-- TEXTE SOURCE --
★ ★ ★

Une éruption dévastatrice

Une fois établie la date de l'éruption de l'Eldgjá, ​​l'équipe a ensuite étudié ses conséquences. D'abord, une brume de poussière sulfureuse s'est répandue à travers l'Europe, permettant d'observer une faible luminosité du soleil, d'une couleur exceptionnelle rouge-sang, tel que cela est rapporté dans les chroniques irlandaises, allemandes et italiennes de la même période.

Ensuite, le climat s'est refroidi lorsque la couche de poussière a réduit la quantité de lumière solaire atteignant la surface, ce qui est attesté par les cernes de croissance des arbres de l'hémisphère Nord. Les preuves fournies par les cernes suggèrent que l'éruption a déclenché l'un des étés les plus frais des 1500 dernières années. "En 940, un refroidissement estival fut plus prononcé en Europe centrale, en Scandinavie, dans les Rocheuses canadiennes, en Alaska et en Asie centrale, avec des températures moyennes estivales inférieures de 2°C", explique le professeur Markus Stoffel, co-auteur de l'étude.

★ ★ ★

-- DONNÉES FOURNIES --
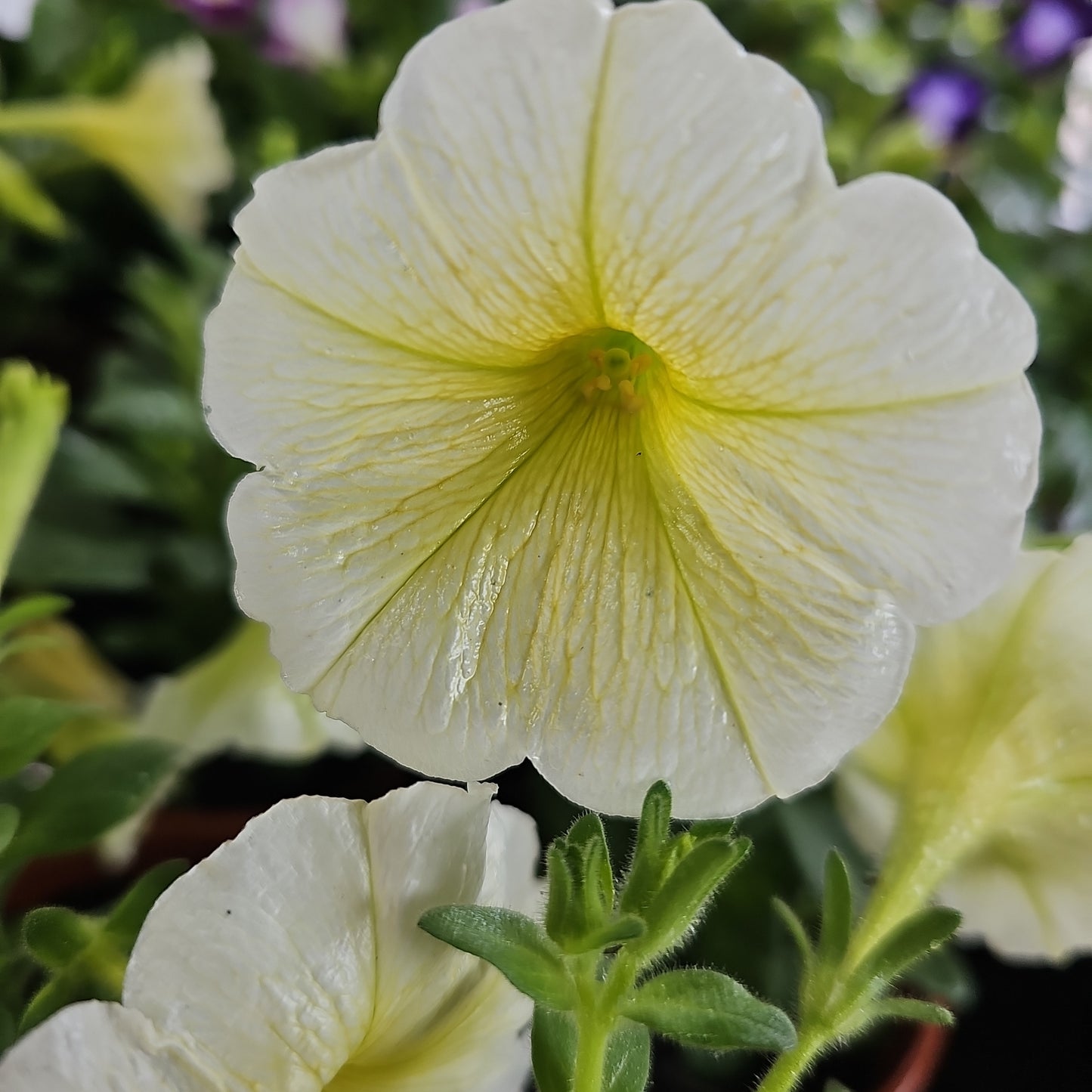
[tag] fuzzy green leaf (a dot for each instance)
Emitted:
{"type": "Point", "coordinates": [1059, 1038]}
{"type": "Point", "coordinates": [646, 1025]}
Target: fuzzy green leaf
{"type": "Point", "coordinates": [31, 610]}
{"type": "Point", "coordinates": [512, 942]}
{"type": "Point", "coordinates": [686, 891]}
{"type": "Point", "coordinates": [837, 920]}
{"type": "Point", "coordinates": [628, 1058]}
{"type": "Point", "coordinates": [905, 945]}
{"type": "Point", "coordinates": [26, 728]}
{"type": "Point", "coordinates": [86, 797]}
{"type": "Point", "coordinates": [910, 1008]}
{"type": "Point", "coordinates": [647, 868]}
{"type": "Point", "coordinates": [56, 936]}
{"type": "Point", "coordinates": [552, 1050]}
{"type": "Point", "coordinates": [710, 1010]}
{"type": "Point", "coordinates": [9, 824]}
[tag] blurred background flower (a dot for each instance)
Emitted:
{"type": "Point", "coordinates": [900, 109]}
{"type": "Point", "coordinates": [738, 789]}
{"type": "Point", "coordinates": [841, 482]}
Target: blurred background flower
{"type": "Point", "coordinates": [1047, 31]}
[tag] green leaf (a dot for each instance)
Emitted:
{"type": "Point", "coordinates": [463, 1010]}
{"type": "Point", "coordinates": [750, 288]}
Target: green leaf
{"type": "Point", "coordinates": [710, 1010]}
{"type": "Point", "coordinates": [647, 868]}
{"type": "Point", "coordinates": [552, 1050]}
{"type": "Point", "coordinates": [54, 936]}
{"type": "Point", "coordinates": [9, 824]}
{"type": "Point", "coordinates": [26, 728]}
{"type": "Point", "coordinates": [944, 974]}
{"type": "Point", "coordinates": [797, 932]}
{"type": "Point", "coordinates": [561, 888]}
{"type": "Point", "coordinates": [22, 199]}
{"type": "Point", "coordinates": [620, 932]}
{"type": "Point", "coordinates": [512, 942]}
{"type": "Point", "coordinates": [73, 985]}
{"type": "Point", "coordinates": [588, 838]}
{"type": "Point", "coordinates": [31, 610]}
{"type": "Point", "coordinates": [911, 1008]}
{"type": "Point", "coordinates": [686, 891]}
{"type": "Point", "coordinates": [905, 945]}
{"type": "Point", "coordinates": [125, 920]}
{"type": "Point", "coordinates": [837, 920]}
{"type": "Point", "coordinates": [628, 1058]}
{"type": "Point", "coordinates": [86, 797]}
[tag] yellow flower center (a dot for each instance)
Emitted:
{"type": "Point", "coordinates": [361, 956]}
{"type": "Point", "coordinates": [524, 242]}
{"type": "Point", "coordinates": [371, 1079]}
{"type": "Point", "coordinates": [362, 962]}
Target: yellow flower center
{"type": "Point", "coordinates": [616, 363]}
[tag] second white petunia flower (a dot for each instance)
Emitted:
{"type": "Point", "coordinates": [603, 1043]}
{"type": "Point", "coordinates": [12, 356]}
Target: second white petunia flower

★ ★ ★

-- CONSIGNE --
Réécrivez le passage sur l'éruption de l'Eldgjá en partant des mots "Une fois établie" et en vous arrêtant après "la même période.", en remplaçant "rouge-sang" par "écarlate".

-- RÉPONSE PROPOSÉE --
Une fois établie la date de l'éruption de l'Eldgjá, ​​l'équipe a ensuite étudié ses conséquences. D'abord, une brume de poussière sulfureuse s'est répandue à travers l'Europe, permettant d'observer une faible luminosité du soleil, d'une couleur exceptionnelle écarlate, tel que cela est rapporté dans les chroniques irlandaises, allemandes et italiennes de la même période.